◆ **Materials provided**
## begin
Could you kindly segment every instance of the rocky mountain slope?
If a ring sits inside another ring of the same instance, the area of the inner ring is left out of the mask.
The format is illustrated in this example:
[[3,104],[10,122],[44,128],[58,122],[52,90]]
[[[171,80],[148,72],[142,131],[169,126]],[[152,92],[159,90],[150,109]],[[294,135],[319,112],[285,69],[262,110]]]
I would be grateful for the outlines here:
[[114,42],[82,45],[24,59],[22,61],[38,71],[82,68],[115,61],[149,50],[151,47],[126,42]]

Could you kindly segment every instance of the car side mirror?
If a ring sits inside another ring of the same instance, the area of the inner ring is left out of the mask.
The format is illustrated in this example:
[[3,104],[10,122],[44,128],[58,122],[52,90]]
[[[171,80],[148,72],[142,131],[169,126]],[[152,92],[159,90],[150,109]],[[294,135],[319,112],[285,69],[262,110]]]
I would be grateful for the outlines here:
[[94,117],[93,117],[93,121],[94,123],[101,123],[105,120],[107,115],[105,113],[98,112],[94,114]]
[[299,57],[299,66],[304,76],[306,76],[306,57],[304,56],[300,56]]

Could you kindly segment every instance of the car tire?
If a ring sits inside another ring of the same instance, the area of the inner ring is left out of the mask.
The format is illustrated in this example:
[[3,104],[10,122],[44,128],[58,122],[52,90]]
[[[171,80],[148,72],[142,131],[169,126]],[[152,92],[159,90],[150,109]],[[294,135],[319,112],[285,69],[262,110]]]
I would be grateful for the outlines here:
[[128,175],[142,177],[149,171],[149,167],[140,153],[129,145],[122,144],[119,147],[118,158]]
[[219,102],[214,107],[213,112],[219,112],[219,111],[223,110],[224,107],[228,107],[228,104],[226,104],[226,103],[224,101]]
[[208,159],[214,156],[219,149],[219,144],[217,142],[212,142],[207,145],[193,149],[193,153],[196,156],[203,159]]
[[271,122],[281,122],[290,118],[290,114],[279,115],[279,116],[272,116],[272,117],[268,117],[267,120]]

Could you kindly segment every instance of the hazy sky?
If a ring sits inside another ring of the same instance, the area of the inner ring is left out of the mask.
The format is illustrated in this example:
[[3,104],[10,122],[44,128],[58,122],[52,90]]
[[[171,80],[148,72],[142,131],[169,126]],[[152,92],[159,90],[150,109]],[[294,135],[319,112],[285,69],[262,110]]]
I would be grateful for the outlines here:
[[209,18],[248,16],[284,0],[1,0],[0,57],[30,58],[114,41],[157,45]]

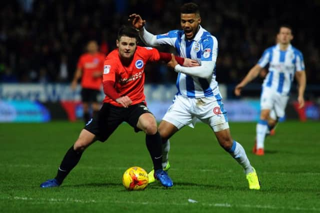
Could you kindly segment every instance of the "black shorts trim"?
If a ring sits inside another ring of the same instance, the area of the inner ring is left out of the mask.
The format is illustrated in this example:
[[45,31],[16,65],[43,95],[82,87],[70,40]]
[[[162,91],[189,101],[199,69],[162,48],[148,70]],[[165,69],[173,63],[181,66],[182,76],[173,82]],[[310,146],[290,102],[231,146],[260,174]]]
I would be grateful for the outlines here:
[[98,102],[100,90],[82,88],[81,90],[81,100],[84,102]]
[[104,103],[98,112],[86,124],[84,129],[94,134],[98,140],[104,142],[123,122],[134,127],[136,132],[142,131],[136,127],[136,124],[141,115],[144,113],[151,112],[144,102],[128,108]]

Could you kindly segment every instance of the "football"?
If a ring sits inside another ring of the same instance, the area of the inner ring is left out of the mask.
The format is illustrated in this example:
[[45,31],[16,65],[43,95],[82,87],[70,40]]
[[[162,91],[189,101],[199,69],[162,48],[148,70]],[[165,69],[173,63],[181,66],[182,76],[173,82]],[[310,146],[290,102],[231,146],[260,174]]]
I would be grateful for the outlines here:
[[142,190],[148,185],[149,179],[146,170],[139,167],[127,169],[122,177],[122,183],[128,190]]

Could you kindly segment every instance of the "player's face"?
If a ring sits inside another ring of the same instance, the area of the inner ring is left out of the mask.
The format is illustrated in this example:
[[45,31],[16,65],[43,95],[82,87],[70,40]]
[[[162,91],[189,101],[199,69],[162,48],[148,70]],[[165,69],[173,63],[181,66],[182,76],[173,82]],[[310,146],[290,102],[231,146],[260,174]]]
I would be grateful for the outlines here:
[[119,48],[119,55],[124,58],[130,58],[134,54],[136,48],[136,39],[128,36],[121,36],[116,40],[116,46]]
[[94,53],[98,51],[98,45],[96,41],[90,41],[88,43],[87,48],[88,52]]
[[200,22],[201,18],[196,13],[181,13],[180,15],[181,27],[184,31],[186,37],[188,40],[194,37]]
[[288,44],[294,38],[291,30],[287,27],[281,27],[277,36],[278,42],[282,44]]

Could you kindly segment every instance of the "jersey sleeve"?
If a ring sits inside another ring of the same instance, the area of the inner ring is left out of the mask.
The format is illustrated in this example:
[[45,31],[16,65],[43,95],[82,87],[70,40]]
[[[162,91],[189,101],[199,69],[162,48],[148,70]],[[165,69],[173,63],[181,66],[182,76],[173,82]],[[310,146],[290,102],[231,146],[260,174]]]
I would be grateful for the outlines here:
[[175,46],[176,41],[179,35],[178,29],[169,31],[166,33],[156,35],[156,41],[159,44],[168,44]]
[[302,53],[298,51],[296,56],[296,71],[297,72],[304,71],[305,70],[304,62],[304,56]]
[[149,47],[142,47],[141,49],[146,61],[158,61],[160,60],[160,54],[158,49]]
[[258,65],[260,67],[264,67],[269,63],[271,56],[271,49],[268,48],[264,52],[262,56],[261,56],[258,63]]
[[216,37],[208,36],[202,40],[201,60],[216,62],[218,55],[218,41]]
[[116,82],[116,64],[111,59],[107,59],[104,61],[102,74],[103,82],[107,81]]

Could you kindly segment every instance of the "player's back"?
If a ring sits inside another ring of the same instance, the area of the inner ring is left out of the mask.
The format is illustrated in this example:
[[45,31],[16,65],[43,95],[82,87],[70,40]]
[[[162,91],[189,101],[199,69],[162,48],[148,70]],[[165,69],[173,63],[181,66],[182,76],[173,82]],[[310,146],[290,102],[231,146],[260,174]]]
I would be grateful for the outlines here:
[[178,93],[190,98],[216,97],[220,95],[218,82],[216,80],[216,64],[218,56],[218,40],[201,26],[192,40],[185,38],[182,30],[171,30],[156,36],[158,43],[170,44],[176,47],[181,57],[202,61],[214,62],[212,74],[208,78],[191,76],[179,73],[176,80]]
[[104,55],[98,52],[94,54],[84,53],[82,55],[78,67],[82,69],[81,84],[82,87],[100,90],[102,83],[101,77],[95,77],[96,72],[102,72]]
[[296,71],[304,70],[303,56],[300,51],[290,45],[286,50],[278,44],[266,50],[258,64],[262,67],[269,64],[262,86],[286,95],[288,94]]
## end
◆ **Task brief**
Please convert every one of the rows above into a numbered list, omitting blank lines and leaving the pictures out of your answer.

◆ **Completed task**
1. Could you kindly segment every instance of the rocky mountain slope?
2. If a ring sits inside another ring of the same instance, the area of the inner ring is left out of the mask.
3. The format is illustrated in this example:
4. [[3,104],[10,122],[44,128],[58,122],[52,90]]
5. [[[171,80],[148,72],[142,131],[169,126]],[[152,92],[159,90],[150,109]],[[294,135],[319,112],[285,69],[262,110]]]
6. I would be grateful for the outlines here:
7. [[114,42],[82,45],[24,59],[22,61],[38,71],[82,68],[115,61],[149,50],[151,47],[126,42]]
8. Could you kindly segment every instance of the car side mirror?
9. If a ring sits inside another ring of the same instance, the area of the inner ring is left out of the mask.
10. The format is illustrated in this example:
11. [[3,104],[10,122],[44,128],[58,122],[52,90]]
12. [[[171,80],[148,72],[142,131],[169,126]],[[152,92],[159,90],[150,109]],[[294,135],[319,112],[285,69],[262,110]]]
13. I would be grateful for the outlines here:
14. [[94,117],[93,117],[93,121],[94,123],[101,123],[105,120],[107,115],[105,113],[98,112],[94,114]]
15. [[299,57],[299,66],[304,76],[306,76],[306,57],[304,56],[300,56]]
16. Could you kindly segment every instance of the car tire?
17. If a ring sits inside another ring of the same instance, the area of the inner ring is left out of the mask.
18. The format is illustrated in this example:
19. [[3,104],[10,122],[44,128],[58,122],[52,90]]
20. [[[171,80],[148,72],[142,131],[169,126]],[[152,92],[159,90],[150,109]],[[294,135],[319,112],[285,69],[262,110]]]
21. I would be grateful for the outlines here:
22. [[128,175],[142,177],[149,171],[149,167],[140,153],[129,145],[122,144],[119,147],[118,158]]
23. [[219,102],[214,107],[213,112],[219,112],[219,111],[223,110],[224,107],[228,107],[228,104],[226,104],[226,103],[224,101]]
24. [[208,159],[214,156],[219,149],[219,144],[217,142],[212,142],[207,145],[193,149],[193,153],[196,156],[203,159]]
25. [[271,122],[281,122],[290,118],[290,114],[279,115],[279,116],[272,116],[272,117],[268,117],[267,120]]
26. Could you kindly segment every instance of the hazy sky?
27. If a ring sits inside another ring of the same instance, the area of the inner ring is left out of the mask.
28. The format is illustrated in this example:
29. [[3,104],[10,122],[44,128],[58,122],[52,90]]
30. [[[171,80],[148,72],[142,131],[169,126]],[[152,92],[159,90],[150,109]],[[294,135],[319,112],[285,69],[262,110]]]
31. I would be grateful for the outlines here:
32. [[209,18],[248,16],[284,0],[1,0],[0,57],[30,58],[114,41],[157,45]]
33. Could you kindly segment every instance of the "black shorts trim"?
34. If a ring sits inside another ring of the same instance, the area of the inner ring is left out of the mask.
35. The format is illustrated in this example:
36. [[45,31],[16,65],[43,95],[82,87],[70,40]]
37. [[[162,91],[189,101],[199,69],[162,48],[148,70]],[[165,69],[173,63],[181,66],[182,76],[173,82]],[[310,146],[290,102],[231,146],[260,174]]]
38. I would be grateful for the outlines here:
39. [[98,102],[100,90],[82,88],[81,90],[81,100],[84,102]]
40. [[104,103],[98,112],[86,124],[84,129],[94,134],[98,140],[104,142],[123,122],[134,127],[136,132],[142,131],[136,127],[136,124],[141,115],[144,113],[151,112],[144,102],[128,108]]
41. Could you kindly segment every instance of the "football"?
42. If a ring sits inside another ring of the same instance, the area of the inner ring is left out of the mask.
43. The format is illustrated in this example:
44. [[45,31],[16,65],[43,95],[82,87],[70,40]]
45. [[[162,91],[189,101],[199,69],[162,48],[148,70]],[[165,69],[173,63],[181,66],[182,76],[173,82]],[[310,146],[290,102],[231,146],[260,174]]]
46. I would be grateful for the outlines here:
47. [[142,190],[148,185],[149,179],[146,170],[139,167],[127,169],[122,177],[122,183],[128,190]]
48. Could you kindly segment every instance of the "player's face"?
49. If a ring sits inside another ring of the same instance, the area of the inner ring is left out of the mask.
50. The format is illustrated in this example:
51. [[45,31],[16,65],[43,95],[82,87],[70,40]]
52. [[[162,91],[189,101],[199,69],[162,48],[148,70]],[[165,69],[173,63],[181,66],[182,76],[173,82]],[[310,146],[290,102],[231,146],[260,174]]]
53. I would be grateful for the outlines here:
54. [[119,48],[119,55],[124,58],[130,58],[134,54],[136,48],[136,39],[128,36],[121,36],[116,40],[116,46]]
55. [[94,53],[98,51],[98,45],[96,41],[90,41],[88,43],[87,48],[88,52]]
56. [[200,22],[201,18],[196,13],[181,13],[180,15],[181,27],[184,31],[186,37],[188,40],[194,37]]
57. [[288,44],[294,38],[291,30],[287,27],[281,27],[277,36],[278,42],[282,44]]
58. Could you kindly segment every instance of the "jersey sleeve"?
59. If a ring sits inside another ring of the same instance, the area of the inner ring is left out of the mask.
60. The format is illustrated in this example:
61. [[45,31],[16,65],[43,95],[82,87],[70,40]]
62. [[[162,91],[189,101],[199,69],[162,48],[148,70]],[[165,69],[173,63],[181,66],[182,76],[173,82]],[[310,146],[290,102],[231,146],[260,174]]]
63. I would be grateful for the outlines here:
64. [[175,46],[176,41],[179,35],[178,29],[169,31],[166,33],[156,35],[156,41],[159,44],[168,44]]
65. [[302,53],[298,51],[296,56],[296,71],[297,72],[304,71],[305,70],[304,62],[304,56]]
66. [[149,47],[142,47],[141,49],[146,61],[158,61],[160,60],[160,54],[158,49]]
67. [[258,65],[260,67],[264,67],[269,63],[271,56],[271,49],[268,48],[264,52],[262,56],[261,56],[258,63]]
68. [[216,37],[208,36],[202,40],[201,60],[216,62],[218,55],[218,41]]
69. [[116,82],[116,64],[111,59],[107,59],[104,61],[102,74],[103,82],[107,81]]
70. Could you kindly segment every instance of the "player's back"?
71. If a ring sits inside another ring of the same instance, the area of the inner ring is left out of the mask.
72. The format is illustrated in this example:
73. [[45,31],[16,65],[43,95],[82,87],[70,40]]
74. [[[162,91],[189,101],[199,69],[162,48],[148,70]],[[165,69],[173,63],[181,66],[182,76],[173,82]],[[310,146],[290,102],[231,146],[260,174]]]
75. I would be grateful for the outlines here:
76. [[178,93],[190,98],[216,97],[220,95],[218,82],[216,80],[216,64],[218,56],[218,40],[201,26],[192,40],[185,38],[182,30],[171,30],[156,36],[158,43],[170,44],[176,47],[181,57],[202,61],[214,62],[212,74],[208,78],[191,76],[179,73],[176,80]]
77. [[104,55],[98,52],[94,54],[84,53],[82,55],[78,67],[82,69],[81,84],[82,87],[100,90],[102,83],[101,77],[95,77],[96,72],[102,72]]
78. [[296,71],[304,70],[303,56],[300,51],[290,45],[286,50],[278,44],[266,50],[258,64],[262,67],[269,64],[262,86],[286,95],[288,94]]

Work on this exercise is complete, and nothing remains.